Entries from a point annotation set
* START *

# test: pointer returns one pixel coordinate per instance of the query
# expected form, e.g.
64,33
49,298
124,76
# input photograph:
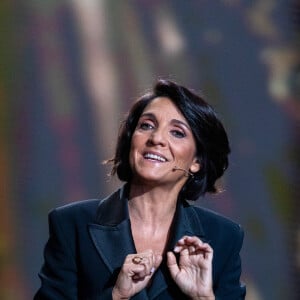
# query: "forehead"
163,106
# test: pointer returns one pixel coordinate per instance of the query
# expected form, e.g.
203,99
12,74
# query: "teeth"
154,156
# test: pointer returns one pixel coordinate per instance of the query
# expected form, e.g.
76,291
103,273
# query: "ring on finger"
137,260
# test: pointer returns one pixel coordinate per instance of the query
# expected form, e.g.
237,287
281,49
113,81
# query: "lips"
155,157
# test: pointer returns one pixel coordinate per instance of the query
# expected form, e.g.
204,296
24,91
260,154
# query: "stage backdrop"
69,71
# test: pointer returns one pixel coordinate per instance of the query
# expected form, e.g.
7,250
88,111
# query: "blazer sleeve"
229,286
59,273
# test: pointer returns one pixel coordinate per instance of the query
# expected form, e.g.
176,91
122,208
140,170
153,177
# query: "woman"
145,241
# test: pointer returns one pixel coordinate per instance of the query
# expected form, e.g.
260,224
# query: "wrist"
210,297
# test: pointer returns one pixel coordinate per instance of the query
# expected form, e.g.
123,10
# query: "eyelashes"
178,133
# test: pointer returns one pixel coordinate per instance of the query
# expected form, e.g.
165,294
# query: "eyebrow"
173,121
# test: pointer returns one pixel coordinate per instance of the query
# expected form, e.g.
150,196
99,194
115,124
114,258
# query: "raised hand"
135,274
193,272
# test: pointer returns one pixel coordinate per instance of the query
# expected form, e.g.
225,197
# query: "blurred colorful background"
69,70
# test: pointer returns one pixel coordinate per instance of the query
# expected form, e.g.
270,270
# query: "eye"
145,126
178,133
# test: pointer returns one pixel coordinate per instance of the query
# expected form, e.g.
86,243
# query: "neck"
152,205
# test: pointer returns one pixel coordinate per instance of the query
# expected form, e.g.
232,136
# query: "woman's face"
161,142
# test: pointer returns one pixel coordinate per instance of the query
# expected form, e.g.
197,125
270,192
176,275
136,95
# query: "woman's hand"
193,273
135,274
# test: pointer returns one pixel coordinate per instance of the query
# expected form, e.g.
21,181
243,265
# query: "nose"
158,137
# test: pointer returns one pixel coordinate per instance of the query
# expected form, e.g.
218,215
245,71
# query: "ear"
195,166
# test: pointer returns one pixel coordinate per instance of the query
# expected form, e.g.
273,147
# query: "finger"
172,264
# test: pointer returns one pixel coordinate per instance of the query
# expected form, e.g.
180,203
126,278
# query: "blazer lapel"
186,222
111,231
111,234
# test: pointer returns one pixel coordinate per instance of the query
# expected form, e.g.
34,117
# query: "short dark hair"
210,136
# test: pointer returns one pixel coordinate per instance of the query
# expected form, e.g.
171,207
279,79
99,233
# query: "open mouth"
154,157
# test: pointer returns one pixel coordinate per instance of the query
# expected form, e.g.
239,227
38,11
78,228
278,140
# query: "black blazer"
89,240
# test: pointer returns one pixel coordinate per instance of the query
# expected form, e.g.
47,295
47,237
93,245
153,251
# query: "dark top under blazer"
89,240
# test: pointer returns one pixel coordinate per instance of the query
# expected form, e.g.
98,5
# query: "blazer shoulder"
85,209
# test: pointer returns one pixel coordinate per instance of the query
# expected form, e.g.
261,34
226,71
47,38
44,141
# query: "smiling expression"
162,141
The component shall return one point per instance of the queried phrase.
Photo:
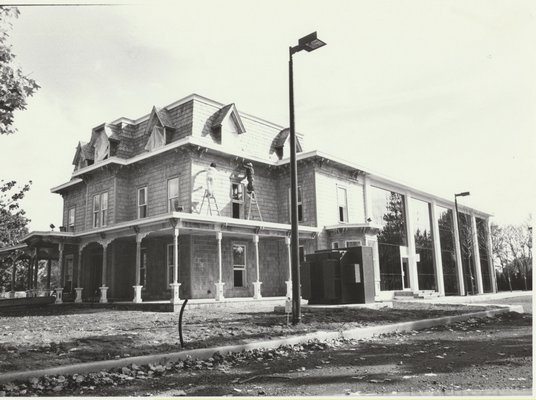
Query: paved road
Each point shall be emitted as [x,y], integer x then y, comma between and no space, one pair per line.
[489,356]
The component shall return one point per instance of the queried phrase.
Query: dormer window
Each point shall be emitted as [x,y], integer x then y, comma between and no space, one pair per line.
[157,138]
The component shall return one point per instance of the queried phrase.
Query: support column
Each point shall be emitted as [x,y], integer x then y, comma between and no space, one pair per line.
[490,258]
[104,288]
[437,251]
[219,284]
[289,281]
[137,287]
[175,299]
[257,284]
[459,264]
[59,290]
[476,256]
[412,259]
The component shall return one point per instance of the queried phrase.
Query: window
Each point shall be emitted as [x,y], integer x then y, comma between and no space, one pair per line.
[300,205]
[239,265]
[68,279]
[100,210]
[104,209]
[142,202]
[143,267]
[170,263]
[342,204]
[173,194]
[237,199]
[70,223]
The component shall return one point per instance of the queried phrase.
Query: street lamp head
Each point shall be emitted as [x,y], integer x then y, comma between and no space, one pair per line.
[462,194]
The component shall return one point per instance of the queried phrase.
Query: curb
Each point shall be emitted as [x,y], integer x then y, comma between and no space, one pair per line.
[354,333]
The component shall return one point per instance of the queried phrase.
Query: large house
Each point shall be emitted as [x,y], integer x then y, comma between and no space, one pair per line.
[192,201]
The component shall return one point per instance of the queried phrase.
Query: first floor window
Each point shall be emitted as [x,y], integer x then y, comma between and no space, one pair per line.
[143,267]
[142,202]
[173,194]
[342,202]
[71,219]
[239,265]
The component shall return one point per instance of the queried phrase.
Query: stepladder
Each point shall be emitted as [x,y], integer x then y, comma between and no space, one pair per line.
[211,203]
[252,200]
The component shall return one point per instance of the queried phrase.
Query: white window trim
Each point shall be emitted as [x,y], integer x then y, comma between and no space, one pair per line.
[244,268]
[138,201]
[170,208]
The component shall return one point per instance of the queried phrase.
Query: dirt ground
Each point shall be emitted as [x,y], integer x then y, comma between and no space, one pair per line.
[58,336]
[488,356]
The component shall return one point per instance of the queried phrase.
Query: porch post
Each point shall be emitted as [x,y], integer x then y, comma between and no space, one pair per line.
[175,299]
[137,287]
[288,282]
[219,284]
[59,290]
[412,259]
[437,250]
[459,264]
[257,284]
[78,276]
[104,288]
[476,256]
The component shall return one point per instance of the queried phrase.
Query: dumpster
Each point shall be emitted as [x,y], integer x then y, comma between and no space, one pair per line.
[338,276]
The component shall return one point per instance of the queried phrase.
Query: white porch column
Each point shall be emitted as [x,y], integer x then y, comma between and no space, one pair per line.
[175,299]
[476,256]
[289,281]
[59,290]
[257,284]
[78,289]
[412,259]
[104,288]
[437,250]
[490,258]
[137,287]
[219,284]
[459,265]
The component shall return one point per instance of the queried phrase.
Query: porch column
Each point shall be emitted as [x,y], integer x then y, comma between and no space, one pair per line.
[257,284]
[490,258]
[78,276]
[412,259]
[104,288]
[289,281]
[175,285]
[59,290]
[438,259]
[137,287]
[476,256]
[459,264]
[219,284]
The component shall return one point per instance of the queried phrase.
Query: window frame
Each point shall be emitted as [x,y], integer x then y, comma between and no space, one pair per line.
[345,216]
[142,206]
[171,207]
[238,267]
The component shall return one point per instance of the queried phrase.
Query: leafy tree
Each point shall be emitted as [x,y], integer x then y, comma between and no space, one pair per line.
[15,87]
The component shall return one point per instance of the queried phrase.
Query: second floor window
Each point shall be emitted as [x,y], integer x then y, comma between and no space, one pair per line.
[342,203]
[142,202]
[70,222]
[173,194]
[100,210]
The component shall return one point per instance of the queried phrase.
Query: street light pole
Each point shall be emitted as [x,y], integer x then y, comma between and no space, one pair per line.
[307,43]
[456,195]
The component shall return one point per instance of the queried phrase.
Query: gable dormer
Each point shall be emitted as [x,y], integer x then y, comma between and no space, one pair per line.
[227,121]
[280,147]
[159,129]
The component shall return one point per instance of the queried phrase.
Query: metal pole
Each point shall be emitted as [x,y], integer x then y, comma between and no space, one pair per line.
[296,312]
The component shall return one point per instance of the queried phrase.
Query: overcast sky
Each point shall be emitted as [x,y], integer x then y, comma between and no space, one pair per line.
[437,94]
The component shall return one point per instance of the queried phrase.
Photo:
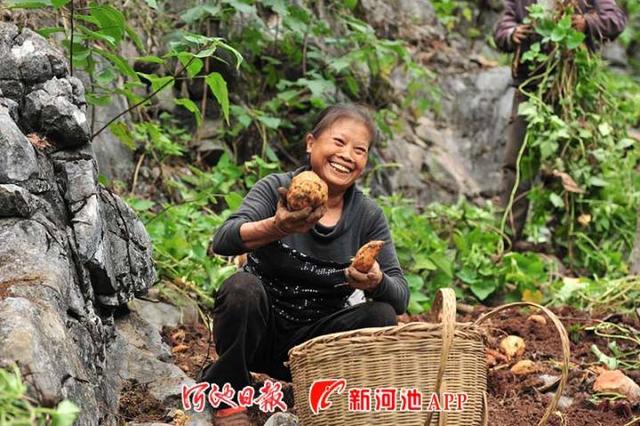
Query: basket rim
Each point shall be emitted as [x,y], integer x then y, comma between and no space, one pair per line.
[411,330]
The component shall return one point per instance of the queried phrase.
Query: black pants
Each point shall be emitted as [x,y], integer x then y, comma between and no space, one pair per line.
[250,337]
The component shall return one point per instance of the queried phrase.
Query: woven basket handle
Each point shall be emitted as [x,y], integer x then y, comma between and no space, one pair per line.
[565,350]
[444,304]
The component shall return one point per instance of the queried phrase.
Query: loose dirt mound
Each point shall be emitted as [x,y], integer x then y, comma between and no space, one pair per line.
[522,397]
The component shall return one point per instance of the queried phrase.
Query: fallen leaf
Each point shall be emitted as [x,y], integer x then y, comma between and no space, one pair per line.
[616,381]
[568,183]
[179,348]
[538,318]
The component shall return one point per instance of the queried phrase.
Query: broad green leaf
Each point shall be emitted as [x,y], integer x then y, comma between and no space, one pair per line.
[120,63]
[270,122]
[233,200]
[112,22]
[150,59]
[241,6]
[59,3]
[192,63]
[218,86]
[122,132]
[192,107]
[483,289]
[29,4]
[199,12]
[556,200]
[65,414]
[596,181]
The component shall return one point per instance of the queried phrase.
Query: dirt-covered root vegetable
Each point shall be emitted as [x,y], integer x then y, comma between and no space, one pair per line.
[366,256]
[307,189]
[524,367]
[513,346]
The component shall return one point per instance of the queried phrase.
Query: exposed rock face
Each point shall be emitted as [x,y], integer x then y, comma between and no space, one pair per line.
[70,250]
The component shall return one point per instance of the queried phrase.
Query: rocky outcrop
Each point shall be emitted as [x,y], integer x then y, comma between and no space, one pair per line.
[71,251]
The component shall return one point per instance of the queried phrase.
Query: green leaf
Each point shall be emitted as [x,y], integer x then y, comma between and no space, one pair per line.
[270,122]
[483,289]
[192,63]
[422,261]
[29,4]
[199,12]
[575,39]
[241,6]
[65,414]
[122,132]
[120,63]
[351,4]
[556,200]
[192,107]
[150,59]
[59,3]
[443,263]
[111,21]
[596,181]
[233,200]
[218,86]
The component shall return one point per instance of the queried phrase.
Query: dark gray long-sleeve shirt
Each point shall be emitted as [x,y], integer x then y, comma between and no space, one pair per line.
[362,220]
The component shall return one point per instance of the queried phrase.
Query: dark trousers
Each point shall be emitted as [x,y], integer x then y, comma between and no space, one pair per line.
[249,336]
[516,131]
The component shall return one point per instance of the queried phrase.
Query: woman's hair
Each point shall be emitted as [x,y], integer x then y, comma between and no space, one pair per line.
[335,112]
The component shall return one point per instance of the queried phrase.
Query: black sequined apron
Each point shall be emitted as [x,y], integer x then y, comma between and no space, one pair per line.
[301,288]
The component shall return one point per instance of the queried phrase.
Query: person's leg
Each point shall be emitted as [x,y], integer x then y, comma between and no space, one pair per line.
[516,132]
[240,322]
[363,315]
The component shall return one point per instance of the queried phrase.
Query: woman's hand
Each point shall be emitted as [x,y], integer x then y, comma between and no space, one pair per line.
[364,281]
[295,222]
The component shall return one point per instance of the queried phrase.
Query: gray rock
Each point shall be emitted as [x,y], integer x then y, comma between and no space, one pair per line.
[18,160]
[16,201]
[282,419]
[50,110]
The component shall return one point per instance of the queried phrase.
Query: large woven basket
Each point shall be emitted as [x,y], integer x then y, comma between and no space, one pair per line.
[446,357]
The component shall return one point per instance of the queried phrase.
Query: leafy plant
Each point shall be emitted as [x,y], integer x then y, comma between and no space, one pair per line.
[577,138]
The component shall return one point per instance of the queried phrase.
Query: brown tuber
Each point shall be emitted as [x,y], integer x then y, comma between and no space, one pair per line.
[512,346]
[307,189]
[366,256]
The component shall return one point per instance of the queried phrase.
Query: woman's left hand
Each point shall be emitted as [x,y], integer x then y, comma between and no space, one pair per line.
[364,281]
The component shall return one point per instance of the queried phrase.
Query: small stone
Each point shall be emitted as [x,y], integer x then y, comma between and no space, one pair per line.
[538,318]
[513,346]
[524,367]
[616,381]
[282,419]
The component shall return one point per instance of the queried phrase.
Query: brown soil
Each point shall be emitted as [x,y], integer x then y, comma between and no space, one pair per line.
[511,397]
[137,405]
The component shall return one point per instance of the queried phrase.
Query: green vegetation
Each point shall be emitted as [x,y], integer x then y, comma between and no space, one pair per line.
[18,410]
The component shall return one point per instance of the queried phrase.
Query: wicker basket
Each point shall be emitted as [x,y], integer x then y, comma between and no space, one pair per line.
[434,358]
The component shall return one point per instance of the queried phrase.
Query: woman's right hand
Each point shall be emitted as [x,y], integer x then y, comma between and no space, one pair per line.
[295,222]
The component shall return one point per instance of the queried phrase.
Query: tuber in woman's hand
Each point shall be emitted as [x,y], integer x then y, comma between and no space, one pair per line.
[296,222]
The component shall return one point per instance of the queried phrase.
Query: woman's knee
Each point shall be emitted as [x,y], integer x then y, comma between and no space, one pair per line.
[241,289]
[379,314]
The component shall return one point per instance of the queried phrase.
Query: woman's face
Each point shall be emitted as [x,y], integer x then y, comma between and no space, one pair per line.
[339,154]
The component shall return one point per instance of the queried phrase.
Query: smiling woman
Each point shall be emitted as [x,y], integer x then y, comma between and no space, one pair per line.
[298,278]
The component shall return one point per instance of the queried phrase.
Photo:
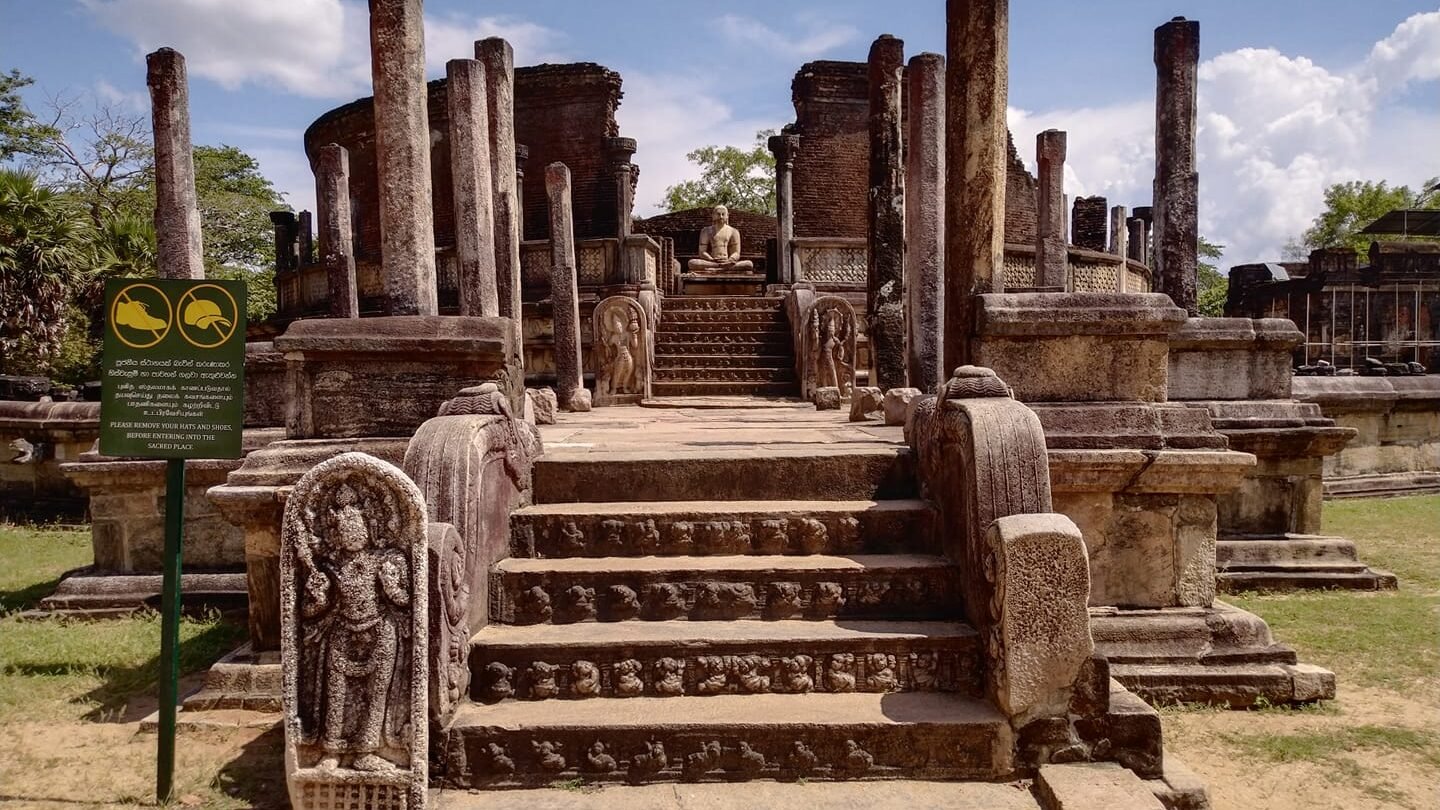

* END *

» **REQUIREMENT**
Please locate every line in the listing above that contains the word "white" and copy each one. Case counts.

» **RESPONSE TO THIS EXERCISE**
Query: white window trim
Query: white porch column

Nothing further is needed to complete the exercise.